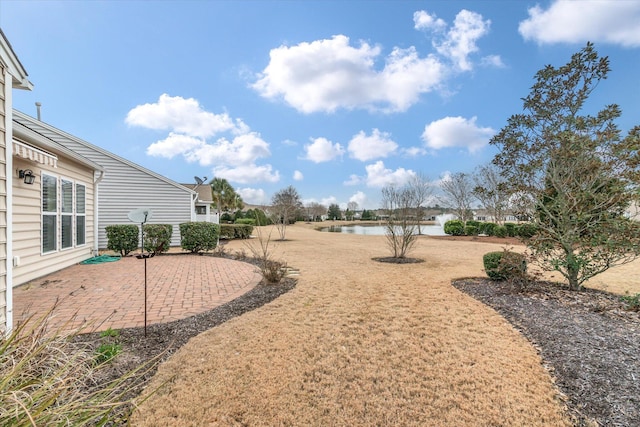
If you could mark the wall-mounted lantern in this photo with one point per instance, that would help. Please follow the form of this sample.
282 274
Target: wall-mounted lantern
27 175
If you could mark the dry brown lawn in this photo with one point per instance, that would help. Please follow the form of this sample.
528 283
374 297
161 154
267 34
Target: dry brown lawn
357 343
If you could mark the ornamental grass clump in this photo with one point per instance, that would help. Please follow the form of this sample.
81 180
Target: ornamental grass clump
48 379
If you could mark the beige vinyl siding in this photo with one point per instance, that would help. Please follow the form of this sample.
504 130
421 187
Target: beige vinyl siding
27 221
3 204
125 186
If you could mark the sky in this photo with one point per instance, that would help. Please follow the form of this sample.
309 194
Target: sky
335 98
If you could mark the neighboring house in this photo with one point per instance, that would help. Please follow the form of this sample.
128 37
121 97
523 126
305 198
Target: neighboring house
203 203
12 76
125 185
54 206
#####
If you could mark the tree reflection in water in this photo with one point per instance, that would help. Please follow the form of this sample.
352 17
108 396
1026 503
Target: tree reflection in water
#####
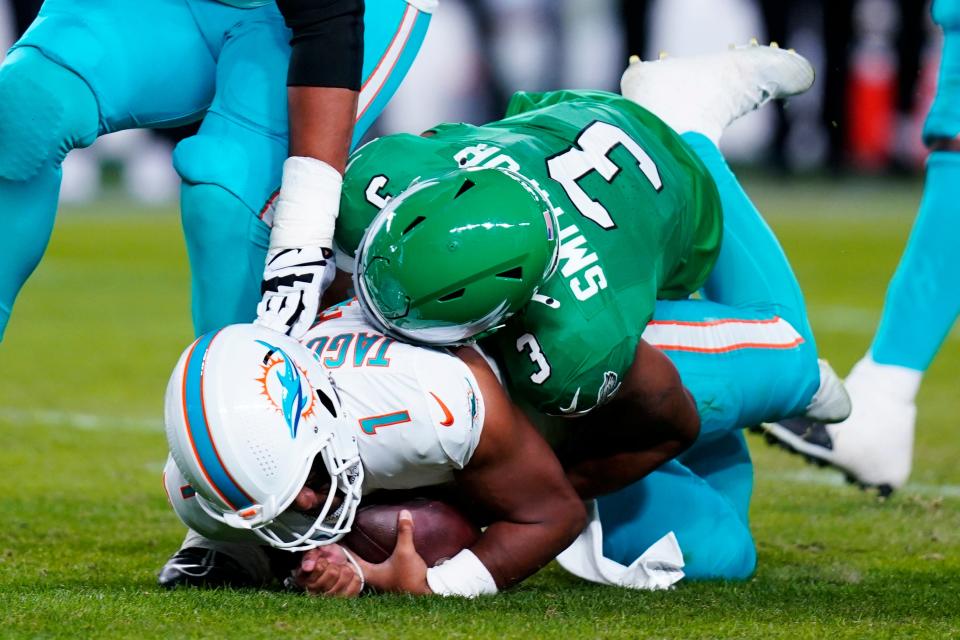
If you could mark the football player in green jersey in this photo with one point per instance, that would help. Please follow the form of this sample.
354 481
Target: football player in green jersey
#####
__TASK REQUIREMENTS__. Among the records above, which lines hold the word "water"? Copy each one.

__RESULT FOR THIS EXERCISE__.
If you could mark the tree reflection in water in this photo with one point per instance, that would help. Please follow the form of this sample.
Target: tree reflection in water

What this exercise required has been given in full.